──────── Texto para leitura
Minha guerra alheia – COLASANTI (S-RH)

COLASANTI, Marina. Minha guerra alheia. Rio de Janeiro: Record, 2010. 286 p. Resenha de: ABRANTES, Alômia. “O mosaico falhado de memória”: composições da infância e da guerra. sÆculum REVISTA DE HISTÓRIA, João Pessoa, [23] jul./dez. 2010

No fluxo da produção de biografias e autobiografias lançadas no Brasil, Marina Colasanti, conhecida e premiada escritora, surpreende-nos com um livro de memórias sobre a sua infância vivida em meio a conflitos bélicos, em especial, no cenário italiano da II Guerra Mundial.

Poderíamos apressadamente pensar que trata-se de mais um trabalho de memória sobre um conflito reiteradamente narrado por tantos escritores, inspirador de tantas obras literárias e cinematográficas, mas “Minha Guerra Alheia”, além da marca sensível comum à escrita da autora, insinua um fazer escriturístico que ressoa nas inquietações de quem se debruça sobre a reflexão acerca da produção da memória, da escrita de si, e da relação destas com a história.

Antes, porém, de tocar a estas questões, vale pontuar rapidamente o que de mais comum sabemos sobre Marina Colasanti: nascida na África, de descendência italiana, veio ainda menina morar no Brasil, em 1948, radicando-se no Rio de Janeiro.

Trabalhou por vários anos no Jornal do Brasil e tornou-se uma cronista importante em revistas voltadas para o público feminino, como Nova e Cláudia. Exerceu funções de redatora, editora e também apresentadora em programas televisivos. Publicou dezenas de livros, de diferentes gêneros literários, com destaque para a produção infanto-juvenil. Nesta, marca presença com contos que brincam com o maravilhoso universo dos contos de fadas, onde figuras femininas complexas e fortes atualizam conteúdos existenciais e transgridem rotas traçadas pelos discursos normativos das relações de gênero. Tal marca, presente em toda sua obra, tem tornado a sua escrita e aos seus livros, objetos frequentes de estudos acadêmicos ligados às questões da literatura, história das mulheres e de gênero2. Também pintora, com formação em Belas Artes, ilustra vários dos seus livros.

Premiada no jornalismo e na literatura, Marina Colasanti foi agraciada com o prêmio Jabuti, da Câmara Brasileira do Livro, por Entre a Espada e a Rosa (Infanto ou Juvenil/ 1993), Rota de Colisão (poesia/ 1994), Ana Z Aonde vai você? (Infanto ou Juvenil/ 1994), Eu sei, mas não devia (Crônicas/ 1997) e Passageira em Trânsito (Poesia/ 2010), além de somar vários outros prêmios nacionais e internacionais. É casada com Affonso Romano de Sant’Anna, também reconhecido escritor brasileiro3.

Com esta vasta trajetória, de pronto já se instiga a curiosidade sobre a sua vida.
────────────────
Instruções
- 1) Liste os títulos das obras de Marina Colasanti premiadas com o Jabuti que a resenha menciona.
- 2) Na resenha, reescreva o trecho que começa em "No fluxo da" e termina em "com a história.", substituindo "II Guerra Mundial" por "Segunda Guerra Mundial".
──────── Linhas de dados
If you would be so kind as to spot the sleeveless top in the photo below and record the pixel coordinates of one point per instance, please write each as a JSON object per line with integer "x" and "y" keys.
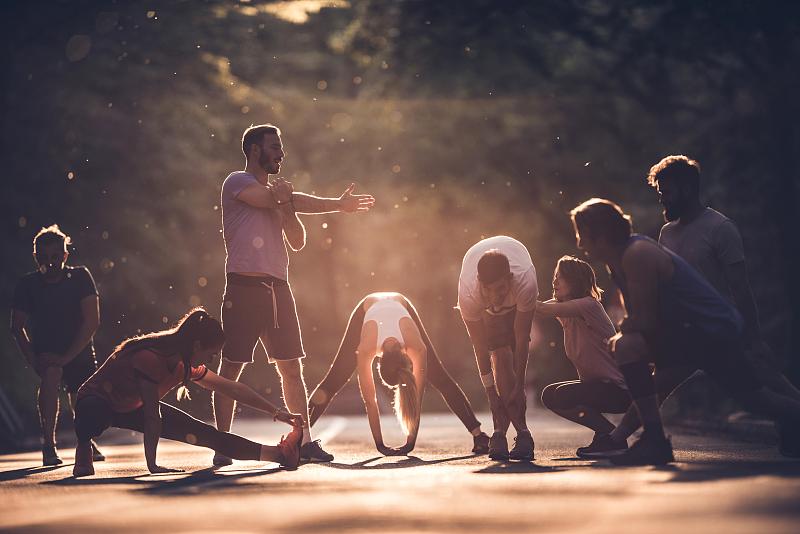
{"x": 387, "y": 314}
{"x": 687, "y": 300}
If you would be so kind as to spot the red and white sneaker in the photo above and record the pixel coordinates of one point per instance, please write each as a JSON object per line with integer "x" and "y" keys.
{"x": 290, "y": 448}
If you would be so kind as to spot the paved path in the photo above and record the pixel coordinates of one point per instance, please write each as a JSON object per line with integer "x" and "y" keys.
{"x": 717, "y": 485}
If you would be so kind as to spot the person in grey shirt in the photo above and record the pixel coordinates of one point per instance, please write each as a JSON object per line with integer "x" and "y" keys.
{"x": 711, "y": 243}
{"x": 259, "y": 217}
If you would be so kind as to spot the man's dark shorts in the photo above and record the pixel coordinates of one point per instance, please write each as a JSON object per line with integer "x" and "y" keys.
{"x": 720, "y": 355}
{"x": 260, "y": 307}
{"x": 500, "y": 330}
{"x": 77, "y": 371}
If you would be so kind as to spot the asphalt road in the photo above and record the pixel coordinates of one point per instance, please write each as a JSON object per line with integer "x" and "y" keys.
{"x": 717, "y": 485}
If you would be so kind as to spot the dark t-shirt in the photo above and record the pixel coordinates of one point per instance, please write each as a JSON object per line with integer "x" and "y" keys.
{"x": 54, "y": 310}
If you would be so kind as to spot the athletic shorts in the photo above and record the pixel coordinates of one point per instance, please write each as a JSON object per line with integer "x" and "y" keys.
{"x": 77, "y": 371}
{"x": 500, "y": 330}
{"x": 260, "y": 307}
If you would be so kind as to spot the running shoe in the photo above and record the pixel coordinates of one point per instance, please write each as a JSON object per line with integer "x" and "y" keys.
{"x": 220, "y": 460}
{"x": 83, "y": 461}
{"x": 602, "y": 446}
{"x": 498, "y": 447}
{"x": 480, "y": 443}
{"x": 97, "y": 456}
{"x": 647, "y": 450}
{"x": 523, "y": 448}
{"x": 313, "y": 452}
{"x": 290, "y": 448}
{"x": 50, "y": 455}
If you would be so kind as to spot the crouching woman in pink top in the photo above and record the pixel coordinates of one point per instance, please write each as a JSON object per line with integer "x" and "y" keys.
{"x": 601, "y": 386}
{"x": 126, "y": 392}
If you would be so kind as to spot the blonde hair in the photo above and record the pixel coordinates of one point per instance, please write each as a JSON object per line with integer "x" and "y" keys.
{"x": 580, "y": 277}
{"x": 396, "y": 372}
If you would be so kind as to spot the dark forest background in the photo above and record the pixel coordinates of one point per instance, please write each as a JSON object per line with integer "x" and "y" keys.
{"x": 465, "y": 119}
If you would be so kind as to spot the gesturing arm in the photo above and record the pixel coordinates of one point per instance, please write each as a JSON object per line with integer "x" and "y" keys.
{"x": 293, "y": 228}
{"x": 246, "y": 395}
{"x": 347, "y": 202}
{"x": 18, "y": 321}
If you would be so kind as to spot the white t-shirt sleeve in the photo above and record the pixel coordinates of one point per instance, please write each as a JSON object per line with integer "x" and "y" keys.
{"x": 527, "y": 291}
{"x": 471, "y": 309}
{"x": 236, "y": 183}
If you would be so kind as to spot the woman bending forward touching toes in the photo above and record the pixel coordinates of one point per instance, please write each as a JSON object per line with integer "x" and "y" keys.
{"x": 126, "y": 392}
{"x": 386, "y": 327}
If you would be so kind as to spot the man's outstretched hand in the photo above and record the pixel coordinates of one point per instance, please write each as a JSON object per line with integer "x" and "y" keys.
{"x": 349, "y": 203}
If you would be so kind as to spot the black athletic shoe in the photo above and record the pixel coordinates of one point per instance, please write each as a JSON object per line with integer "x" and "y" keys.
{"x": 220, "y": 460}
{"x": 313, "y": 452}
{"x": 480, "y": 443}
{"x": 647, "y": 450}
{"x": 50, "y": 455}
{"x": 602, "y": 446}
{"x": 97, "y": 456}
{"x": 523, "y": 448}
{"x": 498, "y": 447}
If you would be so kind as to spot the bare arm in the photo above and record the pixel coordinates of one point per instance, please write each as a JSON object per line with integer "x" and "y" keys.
────────────────
Respostas esperadas
- 1)
Entre a Espada e a Rosa
Rota de Colisão
Ana Z Aonde vai você?
Eu sei, mas não devia
Passageira em Trânsito

- 2)
No fluxo da produção de biografias e autobiografias lançadas no Brasil, Marina Colasanti, conhecida e premiada escritora, surpreende-nos com um livro de memórias sobre a sua infância vivida em meio a conflitos bélicos, em especial, no cenário italiano da Segunda Guerra Mundial.

Poderíamos apressadamente pensar que trata-se de mais um trabalho de memória sobre um conflito reiteradamente narrado por tantos escritores, inspirador de tantas obras literárias e cinematográficas, mas “Minha Guerra Alheia”, além da marca sensível comum à escrita da autora, insinua um fazer escriturístico que ressoa nas inquietações de quem se debruça sobre a reflexão acerca da produção da memória, da escrita de si, e da relação destas com a história.